Written request
Rewrite the listing lines from the one containing "Target: umbrella rib" through the end of the listing, inclusive, swapping "umbrella rib" for "umbrella spoke" and leaving everything else unchanged.

— start Dataset extract —

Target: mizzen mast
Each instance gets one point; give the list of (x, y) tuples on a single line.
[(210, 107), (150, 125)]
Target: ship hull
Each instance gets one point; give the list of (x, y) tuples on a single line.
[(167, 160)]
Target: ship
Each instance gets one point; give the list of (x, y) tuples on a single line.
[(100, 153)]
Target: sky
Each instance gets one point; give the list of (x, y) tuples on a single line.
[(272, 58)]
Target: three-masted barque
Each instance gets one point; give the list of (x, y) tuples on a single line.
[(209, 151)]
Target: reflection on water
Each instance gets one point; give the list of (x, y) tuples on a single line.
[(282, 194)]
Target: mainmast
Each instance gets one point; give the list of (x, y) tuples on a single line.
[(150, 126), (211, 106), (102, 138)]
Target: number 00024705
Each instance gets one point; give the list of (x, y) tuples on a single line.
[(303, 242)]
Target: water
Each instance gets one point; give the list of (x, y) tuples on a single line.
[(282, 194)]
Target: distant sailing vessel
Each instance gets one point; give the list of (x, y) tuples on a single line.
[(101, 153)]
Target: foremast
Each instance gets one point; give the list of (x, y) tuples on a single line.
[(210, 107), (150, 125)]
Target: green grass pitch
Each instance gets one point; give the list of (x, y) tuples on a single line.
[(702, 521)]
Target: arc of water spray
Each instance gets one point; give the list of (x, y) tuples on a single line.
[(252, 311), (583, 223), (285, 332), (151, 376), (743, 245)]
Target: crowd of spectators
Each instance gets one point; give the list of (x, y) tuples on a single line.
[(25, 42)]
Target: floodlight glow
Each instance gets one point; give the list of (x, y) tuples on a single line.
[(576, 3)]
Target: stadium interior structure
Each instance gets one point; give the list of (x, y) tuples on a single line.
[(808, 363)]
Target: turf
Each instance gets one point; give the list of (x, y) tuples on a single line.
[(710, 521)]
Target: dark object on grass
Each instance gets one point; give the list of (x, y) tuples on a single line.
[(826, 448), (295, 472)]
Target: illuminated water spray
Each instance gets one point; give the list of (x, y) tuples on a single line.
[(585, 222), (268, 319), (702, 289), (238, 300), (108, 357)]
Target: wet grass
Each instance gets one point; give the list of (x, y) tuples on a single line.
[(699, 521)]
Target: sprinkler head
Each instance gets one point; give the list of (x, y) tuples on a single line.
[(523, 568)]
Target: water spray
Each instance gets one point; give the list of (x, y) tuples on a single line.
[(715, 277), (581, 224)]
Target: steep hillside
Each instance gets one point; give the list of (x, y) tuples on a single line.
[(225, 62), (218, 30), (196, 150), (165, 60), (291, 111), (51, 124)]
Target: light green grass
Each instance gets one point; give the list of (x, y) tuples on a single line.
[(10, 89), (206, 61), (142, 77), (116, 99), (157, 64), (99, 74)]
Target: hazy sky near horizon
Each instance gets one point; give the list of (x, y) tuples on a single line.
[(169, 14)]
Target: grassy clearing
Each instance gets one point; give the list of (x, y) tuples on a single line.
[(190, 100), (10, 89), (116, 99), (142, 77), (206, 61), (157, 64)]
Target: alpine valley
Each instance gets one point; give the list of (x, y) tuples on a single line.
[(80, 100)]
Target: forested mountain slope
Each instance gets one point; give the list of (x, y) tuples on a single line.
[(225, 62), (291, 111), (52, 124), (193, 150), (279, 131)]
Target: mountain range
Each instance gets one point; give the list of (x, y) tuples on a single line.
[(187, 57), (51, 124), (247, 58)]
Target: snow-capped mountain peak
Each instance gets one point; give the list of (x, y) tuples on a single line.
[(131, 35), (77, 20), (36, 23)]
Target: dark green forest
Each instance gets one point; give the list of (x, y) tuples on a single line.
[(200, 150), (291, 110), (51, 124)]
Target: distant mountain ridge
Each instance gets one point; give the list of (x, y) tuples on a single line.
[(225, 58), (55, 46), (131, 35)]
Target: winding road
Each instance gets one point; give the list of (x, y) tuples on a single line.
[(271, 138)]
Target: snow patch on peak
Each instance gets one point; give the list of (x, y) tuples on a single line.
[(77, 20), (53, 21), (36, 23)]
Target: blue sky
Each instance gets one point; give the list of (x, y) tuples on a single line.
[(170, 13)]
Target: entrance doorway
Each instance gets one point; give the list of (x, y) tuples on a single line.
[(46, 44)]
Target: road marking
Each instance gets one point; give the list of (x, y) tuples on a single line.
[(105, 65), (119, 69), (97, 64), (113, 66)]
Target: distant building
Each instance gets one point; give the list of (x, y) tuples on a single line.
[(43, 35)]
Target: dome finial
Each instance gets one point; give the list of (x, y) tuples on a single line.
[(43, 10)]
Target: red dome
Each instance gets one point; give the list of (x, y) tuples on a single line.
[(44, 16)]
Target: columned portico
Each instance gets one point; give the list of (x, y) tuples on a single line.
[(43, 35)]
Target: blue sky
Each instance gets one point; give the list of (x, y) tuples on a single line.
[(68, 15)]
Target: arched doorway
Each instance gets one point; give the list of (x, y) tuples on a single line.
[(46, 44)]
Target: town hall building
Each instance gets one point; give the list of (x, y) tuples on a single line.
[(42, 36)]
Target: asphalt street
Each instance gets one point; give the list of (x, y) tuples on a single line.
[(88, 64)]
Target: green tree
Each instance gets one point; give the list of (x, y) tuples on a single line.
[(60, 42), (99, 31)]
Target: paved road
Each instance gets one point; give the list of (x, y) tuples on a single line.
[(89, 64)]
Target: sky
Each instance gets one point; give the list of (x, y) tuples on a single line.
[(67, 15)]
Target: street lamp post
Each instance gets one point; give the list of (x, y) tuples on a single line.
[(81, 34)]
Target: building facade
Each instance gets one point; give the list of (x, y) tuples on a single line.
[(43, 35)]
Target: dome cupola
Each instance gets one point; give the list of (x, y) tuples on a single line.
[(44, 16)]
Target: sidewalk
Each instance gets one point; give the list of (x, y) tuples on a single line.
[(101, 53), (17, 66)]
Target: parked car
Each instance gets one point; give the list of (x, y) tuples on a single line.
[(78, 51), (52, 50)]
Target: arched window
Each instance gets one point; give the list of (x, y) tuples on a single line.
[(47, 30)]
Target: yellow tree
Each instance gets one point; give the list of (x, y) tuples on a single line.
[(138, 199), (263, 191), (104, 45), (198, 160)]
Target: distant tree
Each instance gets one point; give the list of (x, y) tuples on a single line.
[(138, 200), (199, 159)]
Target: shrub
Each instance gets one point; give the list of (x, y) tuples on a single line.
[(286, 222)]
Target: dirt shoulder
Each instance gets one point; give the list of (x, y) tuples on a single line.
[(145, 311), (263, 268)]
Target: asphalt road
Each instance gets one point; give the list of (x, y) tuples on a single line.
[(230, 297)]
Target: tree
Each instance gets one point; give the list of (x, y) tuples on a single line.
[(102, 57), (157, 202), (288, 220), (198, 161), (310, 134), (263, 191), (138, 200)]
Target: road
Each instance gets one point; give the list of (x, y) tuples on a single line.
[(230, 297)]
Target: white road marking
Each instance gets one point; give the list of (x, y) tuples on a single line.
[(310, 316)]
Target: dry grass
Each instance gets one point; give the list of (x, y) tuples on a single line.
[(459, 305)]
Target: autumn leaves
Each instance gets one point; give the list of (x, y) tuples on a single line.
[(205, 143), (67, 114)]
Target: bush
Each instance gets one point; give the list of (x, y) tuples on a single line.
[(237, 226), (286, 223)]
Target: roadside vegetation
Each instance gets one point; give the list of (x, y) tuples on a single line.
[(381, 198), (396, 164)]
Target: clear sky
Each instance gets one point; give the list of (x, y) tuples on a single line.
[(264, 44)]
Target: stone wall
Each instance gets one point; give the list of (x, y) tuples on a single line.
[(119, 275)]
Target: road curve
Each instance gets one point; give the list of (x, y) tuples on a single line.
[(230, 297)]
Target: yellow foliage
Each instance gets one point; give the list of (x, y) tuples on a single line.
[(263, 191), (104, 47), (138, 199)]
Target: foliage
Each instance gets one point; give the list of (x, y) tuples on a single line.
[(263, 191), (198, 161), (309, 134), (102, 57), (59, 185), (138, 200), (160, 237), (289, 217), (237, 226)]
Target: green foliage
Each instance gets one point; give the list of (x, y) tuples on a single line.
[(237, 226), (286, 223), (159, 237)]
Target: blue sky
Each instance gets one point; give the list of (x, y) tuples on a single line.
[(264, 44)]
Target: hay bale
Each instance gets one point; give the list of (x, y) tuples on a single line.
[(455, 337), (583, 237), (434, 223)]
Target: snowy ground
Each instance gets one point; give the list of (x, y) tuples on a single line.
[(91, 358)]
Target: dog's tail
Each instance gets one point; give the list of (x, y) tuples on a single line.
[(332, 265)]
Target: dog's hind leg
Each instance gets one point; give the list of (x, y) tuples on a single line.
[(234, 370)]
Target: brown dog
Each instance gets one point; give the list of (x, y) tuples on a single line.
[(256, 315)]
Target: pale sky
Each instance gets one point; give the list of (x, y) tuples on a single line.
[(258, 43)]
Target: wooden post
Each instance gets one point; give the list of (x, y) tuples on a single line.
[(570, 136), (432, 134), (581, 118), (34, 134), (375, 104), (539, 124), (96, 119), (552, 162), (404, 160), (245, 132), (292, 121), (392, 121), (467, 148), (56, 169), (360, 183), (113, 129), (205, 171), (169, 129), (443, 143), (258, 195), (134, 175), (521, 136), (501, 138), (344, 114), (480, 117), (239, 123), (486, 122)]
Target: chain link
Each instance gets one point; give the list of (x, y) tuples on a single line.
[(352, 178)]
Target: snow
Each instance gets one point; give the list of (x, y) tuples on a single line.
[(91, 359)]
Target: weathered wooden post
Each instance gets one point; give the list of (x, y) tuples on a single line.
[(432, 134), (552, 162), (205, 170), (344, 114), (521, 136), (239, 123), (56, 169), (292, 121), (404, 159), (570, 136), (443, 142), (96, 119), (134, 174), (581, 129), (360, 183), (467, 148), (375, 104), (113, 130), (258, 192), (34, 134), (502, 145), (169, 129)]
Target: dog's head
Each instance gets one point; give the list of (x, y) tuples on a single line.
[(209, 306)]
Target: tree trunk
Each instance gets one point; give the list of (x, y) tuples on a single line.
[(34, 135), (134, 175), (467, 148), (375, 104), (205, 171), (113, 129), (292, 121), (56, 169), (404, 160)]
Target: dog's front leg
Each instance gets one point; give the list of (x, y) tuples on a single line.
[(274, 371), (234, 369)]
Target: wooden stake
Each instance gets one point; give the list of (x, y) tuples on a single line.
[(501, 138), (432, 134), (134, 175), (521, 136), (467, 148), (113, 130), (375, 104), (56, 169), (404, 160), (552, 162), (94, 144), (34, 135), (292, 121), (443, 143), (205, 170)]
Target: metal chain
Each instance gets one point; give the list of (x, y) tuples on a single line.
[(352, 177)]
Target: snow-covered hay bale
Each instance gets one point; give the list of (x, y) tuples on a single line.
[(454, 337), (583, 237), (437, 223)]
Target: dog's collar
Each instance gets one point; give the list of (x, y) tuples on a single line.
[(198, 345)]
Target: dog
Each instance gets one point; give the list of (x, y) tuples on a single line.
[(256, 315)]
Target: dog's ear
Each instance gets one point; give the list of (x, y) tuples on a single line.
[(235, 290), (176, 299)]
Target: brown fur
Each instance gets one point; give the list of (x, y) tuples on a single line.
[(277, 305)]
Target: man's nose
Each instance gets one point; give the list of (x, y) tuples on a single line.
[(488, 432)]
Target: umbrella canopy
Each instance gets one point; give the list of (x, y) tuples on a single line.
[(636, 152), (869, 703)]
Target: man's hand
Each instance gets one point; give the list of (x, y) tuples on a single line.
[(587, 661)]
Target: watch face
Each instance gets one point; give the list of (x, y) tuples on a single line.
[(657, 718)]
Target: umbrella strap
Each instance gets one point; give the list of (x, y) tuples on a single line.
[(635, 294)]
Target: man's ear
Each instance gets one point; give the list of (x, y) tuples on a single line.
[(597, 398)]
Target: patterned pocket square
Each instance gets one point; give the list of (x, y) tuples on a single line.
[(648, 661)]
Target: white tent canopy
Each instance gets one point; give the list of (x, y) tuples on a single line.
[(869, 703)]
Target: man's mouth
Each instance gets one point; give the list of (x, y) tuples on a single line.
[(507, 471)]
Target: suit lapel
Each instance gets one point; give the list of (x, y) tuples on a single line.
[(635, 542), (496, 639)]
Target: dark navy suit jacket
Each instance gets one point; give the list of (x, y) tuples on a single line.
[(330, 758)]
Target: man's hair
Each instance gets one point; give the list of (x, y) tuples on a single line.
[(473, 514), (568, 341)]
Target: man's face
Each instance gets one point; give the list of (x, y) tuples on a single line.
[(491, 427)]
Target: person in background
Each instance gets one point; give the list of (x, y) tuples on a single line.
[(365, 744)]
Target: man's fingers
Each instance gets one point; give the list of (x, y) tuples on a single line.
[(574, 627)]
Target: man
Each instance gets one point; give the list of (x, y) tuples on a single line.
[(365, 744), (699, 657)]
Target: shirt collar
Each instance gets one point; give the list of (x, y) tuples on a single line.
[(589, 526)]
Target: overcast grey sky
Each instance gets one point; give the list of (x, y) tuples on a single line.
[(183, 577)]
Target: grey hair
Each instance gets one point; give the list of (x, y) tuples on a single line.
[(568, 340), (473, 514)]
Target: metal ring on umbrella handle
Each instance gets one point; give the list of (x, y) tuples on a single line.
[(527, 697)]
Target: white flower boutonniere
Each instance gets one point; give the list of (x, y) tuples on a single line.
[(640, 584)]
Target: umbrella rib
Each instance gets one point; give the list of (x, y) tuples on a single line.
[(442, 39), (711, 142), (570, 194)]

— end Dataset extract —

Exercise result
Target: umbrella spoke
Each instance gets one point; give the list of (x, y) tuples on a single line.
[(442, 39), (711, 142), (570, 194)]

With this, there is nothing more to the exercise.